◆ **EXERCISES TO COMPLETE**:
(1) Answer these from the Senior Awareness Day article, one answer a line:
(a) Where was Senior Awareness Day held?
(b) What two topics did Detective Paul Hardwicke say he was emphasizing that day?
(c) What does Hardwicke say to do if someone on the phone wants something from you?
(2) Please pick up the Senior Awareness Day article after its last sentence and carry it on.

◆ **TEXT UNDER STUDY**:
↓
Morning News – Leslie Mielke Valerie Pascoe and Ryan Salgy examine the senior tips offered by the Blackfoot Police Department. Detective Paul Hardwicke was on hand to answer questions.

On Thursday afternoon, The Willows Assisted Living & Memory Care in Blackfoot hosted its first Senior Awareness Day.
A variety of services were available for exploration. These included hair care for mature hair and information about adult cradle cap, elder care--estate and life care planning for seniors--and denture care.
Information about home health and hospice services, pharmacy services and diabetic foot care was also available.
“What I’m emphasizing here today is crime prevention for senior citizens and how to get rid of unused meds,” said Blackfoot Police Detective Paul Hardwicke.
One of the scams that’s out there is the phony 'grandchild is in trouble scam,”' he said. A person pretending to be a grandson or granddaughter calls to say he/she needs help because the car is broken down or he/she is in jail.
He/she then asks money be wired to him or her, Hardwicke said.
“This is a terrible scam,” he said.
Another scam is a person calls and wants something from you — bank account, credit card information or the person wants money to be deposited.
“If someone wants something from you, hang up the phone,” Hardwicke said. “Do not engage the person in conversation. He/she will try to talk you out of your decision (to hang up).”
“Confirm it before wiring money,” he said. “Call the family member to ask if he/she has just called you. Call the local branch of your bank or call the phone number on the back of the credit card to make sure the institution has contacted you.
“Don’t ever give out any of your personal information unless you know for sure who is asking you for it,” said Hardwicke. “Don’t send money to someone you’re not sure about.
↑
◆ **RECORDED DATA**:
↓
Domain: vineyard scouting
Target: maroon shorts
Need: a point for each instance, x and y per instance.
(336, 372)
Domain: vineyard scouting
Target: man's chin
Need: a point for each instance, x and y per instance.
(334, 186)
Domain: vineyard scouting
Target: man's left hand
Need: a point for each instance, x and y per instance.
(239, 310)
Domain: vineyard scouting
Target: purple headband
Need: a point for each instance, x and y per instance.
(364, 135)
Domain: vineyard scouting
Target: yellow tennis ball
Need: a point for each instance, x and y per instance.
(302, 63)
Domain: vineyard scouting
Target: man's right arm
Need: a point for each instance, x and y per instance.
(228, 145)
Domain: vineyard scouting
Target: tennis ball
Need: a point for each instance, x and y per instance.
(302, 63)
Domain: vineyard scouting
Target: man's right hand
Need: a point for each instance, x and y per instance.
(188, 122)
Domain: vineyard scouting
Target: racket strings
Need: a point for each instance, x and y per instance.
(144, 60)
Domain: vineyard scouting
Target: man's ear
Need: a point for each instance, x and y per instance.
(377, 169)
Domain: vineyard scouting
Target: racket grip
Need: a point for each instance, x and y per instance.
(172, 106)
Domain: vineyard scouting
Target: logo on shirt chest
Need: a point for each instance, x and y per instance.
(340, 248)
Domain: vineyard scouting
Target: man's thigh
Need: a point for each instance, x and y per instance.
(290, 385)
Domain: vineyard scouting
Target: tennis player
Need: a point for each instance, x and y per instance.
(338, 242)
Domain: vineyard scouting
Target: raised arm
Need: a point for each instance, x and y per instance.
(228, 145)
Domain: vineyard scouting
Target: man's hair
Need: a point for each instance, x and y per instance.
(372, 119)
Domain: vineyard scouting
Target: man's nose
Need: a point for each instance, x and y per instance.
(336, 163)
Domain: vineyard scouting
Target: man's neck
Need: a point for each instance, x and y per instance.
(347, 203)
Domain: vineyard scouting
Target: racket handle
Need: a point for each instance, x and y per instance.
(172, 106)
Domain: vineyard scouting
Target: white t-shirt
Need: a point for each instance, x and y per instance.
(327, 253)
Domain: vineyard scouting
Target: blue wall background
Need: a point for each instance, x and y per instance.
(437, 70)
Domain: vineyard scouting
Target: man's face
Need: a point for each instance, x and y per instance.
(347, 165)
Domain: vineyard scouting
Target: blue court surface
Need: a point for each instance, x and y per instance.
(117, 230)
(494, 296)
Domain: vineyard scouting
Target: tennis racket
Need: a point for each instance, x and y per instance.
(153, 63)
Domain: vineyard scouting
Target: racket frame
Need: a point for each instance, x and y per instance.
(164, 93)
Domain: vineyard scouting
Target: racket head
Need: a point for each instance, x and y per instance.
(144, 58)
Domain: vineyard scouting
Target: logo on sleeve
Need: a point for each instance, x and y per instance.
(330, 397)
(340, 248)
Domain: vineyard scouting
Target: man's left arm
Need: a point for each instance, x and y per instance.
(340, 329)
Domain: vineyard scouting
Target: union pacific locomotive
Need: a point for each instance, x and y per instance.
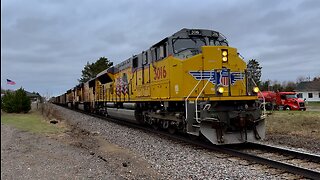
↑
◆ **RESULTS FOR THE EXERCISE**:
(1)
(a) At The Willows Assisted Living & Memory Care in Blackfoot.
(b) Crime prevention for senior citizens and how to get rid of unused meds.
(c) Hang up the phone.

(2)
“Call the police,” he said. “Let us try to find out what’s going on.”
Hardwicke had one more tip for seniors. Be careful who you let into your house. Do not let strangers into your home.
“They will play with your emotions,” Hardwicke said. “For example, they may have a child with them who needs to use the bathroom.
“While the child is using the bathroom, the stranger may be stealing a purse or medication or your checkbook or credit cards.
“Call the police; they can help you.”
There are three places in Blackfoot where unused medicine can be taken. These places are:
·         The Blackfoot Police Station--the receptacle is across from the driver’s license office.
·         Upstairs in the Blackfoot City Hall.  
·         The Blackfoot fire station. It’s open seven days a week from 8 a.m. to 9 p.m.
 “We would like to thank the local vendors who participated in this Senior Awareness event,” said The Willows marketing director Ryan Salgy. “We had a good turnout.
“We wanted our residents and their families and people in the community to know there is assistance for them,” he said.
“We are definitely doing this again,” said Salgy.